Copy every line of the records that contains the word "instance".

Recorded data:
============
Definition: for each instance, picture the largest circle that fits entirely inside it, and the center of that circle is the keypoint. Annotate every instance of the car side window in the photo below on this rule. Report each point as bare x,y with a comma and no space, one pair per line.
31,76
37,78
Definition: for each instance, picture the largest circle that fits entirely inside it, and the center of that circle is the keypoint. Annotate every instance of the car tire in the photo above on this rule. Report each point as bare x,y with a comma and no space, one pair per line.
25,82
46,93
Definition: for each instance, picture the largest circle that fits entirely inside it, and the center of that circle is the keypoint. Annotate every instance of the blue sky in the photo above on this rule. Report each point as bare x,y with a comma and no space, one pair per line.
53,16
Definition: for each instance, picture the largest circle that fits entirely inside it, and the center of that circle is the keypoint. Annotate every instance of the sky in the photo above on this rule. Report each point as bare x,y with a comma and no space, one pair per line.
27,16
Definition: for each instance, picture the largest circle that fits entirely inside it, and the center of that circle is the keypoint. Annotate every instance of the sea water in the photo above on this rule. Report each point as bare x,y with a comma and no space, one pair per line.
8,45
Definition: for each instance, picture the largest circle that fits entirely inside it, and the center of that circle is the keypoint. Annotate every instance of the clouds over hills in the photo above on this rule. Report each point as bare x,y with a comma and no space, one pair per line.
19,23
============
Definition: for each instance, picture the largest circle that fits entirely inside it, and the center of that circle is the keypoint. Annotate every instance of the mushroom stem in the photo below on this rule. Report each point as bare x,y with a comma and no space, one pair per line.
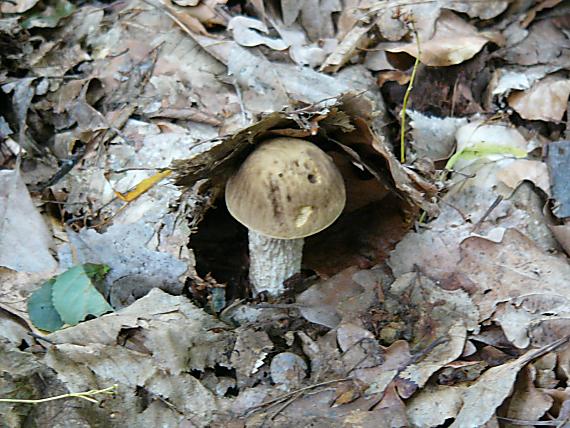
============
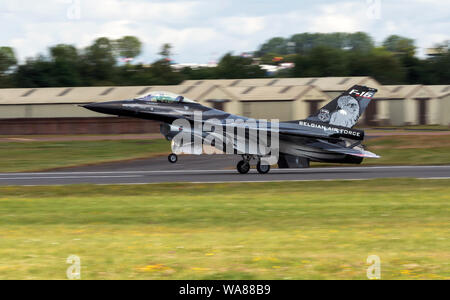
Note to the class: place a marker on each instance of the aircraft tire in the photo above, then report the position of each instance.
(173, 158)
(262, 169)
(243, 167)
============
Exercise output:
Definition: for each instance, picture the largest circle that fits entirely inside it, and the center of that circle is the keypoint. Annotate every instance of the car side window in the photo below on this rule. Report each point as bare x,y with a comma and no space, one pair per line.
Definition: for each instance, picture the largest circle that fits entirely inside it, and the center of that circle is the keypoint. Annotate every instance of the car tire in the photo above on this rule. Report each point as bare x,y with a comma and no space, one pair per line.
Definition: for each instance, picture the largest circle that fits entirely inside it, and the center of that circle is the keypoint. Annotate every instance of the blue sky in the photo above on this rule. Report each point as bare x,y with a comma and no space, one pair per line.
Definition: for each instance, picture the largest circle that fits entirely inside it, and the center of that circle is the keypoint. Annotate every instance of the sky in the photo above on this rule. Report each point as bare x,y with a comma and no space, one pair per line.
Definition: for each instance, picture the largest circle that fits entirely inside it, and the center of that circle is the keypoint. Annotate every instance of the sea water in the photo above on this rule. Report each point as bare x,y with a comma and no space, one pair per line.
Definition: for each instance, picture the largest circle that fits entirely inside it, and the center of that circle is the keypoint. Annotate every instance of the clouds over hills in the photo above on this rule. Report each point as bare x,y with a comma and no space, one pair per line.
Definition: for each instance, picture the largest circle that fits entirely inside it, and the center of that circle is the keypoint. Annotate every instance of the mushroom stem in the photo below on this rule. Report each point as bare x,y with a comma and no space, one pair per line.
Note to the class: place a marker on each instance of the aircraft tire in the photo above, then report the position of each instance.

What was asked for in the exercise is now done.